◆ DESCRIPTION OF THE TASK:
Reproduce each of the following items verbatim, line for line.

◆ Point labeling items:
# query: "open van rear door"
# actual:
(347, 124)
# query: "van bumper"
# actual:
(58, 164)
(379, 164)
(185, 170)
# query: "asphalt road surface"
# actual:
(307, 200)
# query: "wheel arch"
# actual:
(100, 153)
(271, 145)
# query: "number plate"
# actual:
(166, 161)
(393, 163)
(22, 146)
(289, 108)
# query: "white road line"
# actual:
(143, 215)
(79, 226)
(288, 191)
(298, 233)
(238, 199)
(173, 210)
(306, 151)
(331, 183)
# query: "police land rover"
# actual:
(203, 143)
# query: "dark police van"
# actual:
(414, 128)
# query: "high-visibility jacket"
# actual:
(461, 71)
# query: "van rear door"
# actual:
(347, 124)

◆ THE RESULT:
# query: "open van rear door"
# actual:
(347, 124)
# query: "van bumper"
# actual:
(58, 164)
(379, 164)
(185, 170)
# query: "asphalt road surface"
# actual:
(307, 200)
# query: "wheel arch"
# actual:
(100, 153)
(271, 145)
# query: "number plate"
# actual:
(166, 161)
(393, 163)
(22, 146)
(289, 108)
# query: "white road line"
# actual:
(143, 215)
(79, 226)
(288, 191)
(298, 233)
(238, 199)
(173, 210)
(306, 151)
(331, 183)
# query: "police land rover"
# actual:
(203, 143)
# query: "dark police van"
# actual:
(414, 128)
# query: "high-visibility jacket"
# actual:
(461, 71)
# query: "van rear door"
# actual:
(347, 124)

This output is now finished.